**What you need to do**
Return only the lines from the one containing "Can you find the parked" to the end of the material, with each one exactly as it appears.
□ □ □ □ □ □ □
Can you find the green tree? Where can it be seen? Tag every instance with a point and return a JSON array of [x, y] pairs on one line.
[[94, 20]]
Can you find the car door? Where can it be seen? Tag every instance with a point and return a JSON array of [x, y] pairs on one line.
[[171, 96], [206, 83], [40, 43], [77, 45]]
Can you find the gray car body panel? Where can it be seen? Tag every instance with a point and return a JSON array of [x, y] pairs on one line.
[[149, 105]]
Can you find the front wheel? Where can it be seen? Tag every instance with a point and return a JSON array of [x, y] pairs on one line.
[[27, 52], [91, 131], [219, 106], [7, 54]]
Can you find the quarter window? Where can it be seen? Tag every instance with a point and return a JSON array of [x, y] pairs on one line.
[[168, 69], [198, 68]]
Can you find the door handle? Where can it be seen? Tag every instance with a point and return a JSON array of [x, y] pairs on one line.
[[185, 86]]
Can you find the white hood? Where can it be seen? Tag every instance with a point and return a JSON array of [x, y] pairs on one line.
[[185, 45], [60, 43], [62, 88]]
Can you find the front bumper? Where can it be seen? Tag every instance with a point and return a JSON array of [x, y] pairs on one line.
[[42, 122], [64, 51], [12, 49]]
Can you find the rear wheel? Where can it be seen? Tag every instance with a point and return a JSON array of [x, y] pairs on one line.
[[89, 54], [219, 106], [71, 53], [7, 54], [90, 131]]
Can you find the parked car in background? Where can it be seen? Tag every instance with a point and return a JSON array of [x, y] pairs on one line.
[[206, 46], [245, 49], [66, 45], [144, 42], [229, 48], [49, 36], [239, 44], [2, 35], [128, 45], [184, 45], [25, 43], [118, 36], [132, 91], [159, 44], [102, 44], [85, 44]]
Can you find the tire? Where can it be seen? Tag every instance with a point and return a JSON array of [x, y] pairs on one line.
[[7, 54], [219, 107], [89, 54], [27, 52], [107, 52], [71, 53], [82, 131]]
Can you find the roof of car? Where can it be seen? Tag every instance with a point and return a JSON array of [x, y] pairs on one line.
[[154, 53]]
□ □ □ □ □ □ □
**Answer area**
Can you find the parked car in background? Where can it be seen? Tag every instance with a point and return a JSON array of [x, y] pairs on one line.
[[206, 46], [245, 49], [66, 45], [144, 42], [229, 48], [49, 36], [239, 44], [2, 35], [128, 45], [184, 45], [25, 43], [118, 36], [132, 91], [159, 44], [102, 44], [85, 44]]
Can you find the tire? Where can it be seen? Tag every instance with a point and return a JSON array of [x, y] pairs on one line.
[[7, 54], [219, 107], [89, 54], [27, 52], [107, 52], [71, 53], [82, 131]]
Can you find the roof of car? Where can it be seen? Tag every instance with a point and return a JSON array of [x, y] pairs on one line.
[[154, 53]]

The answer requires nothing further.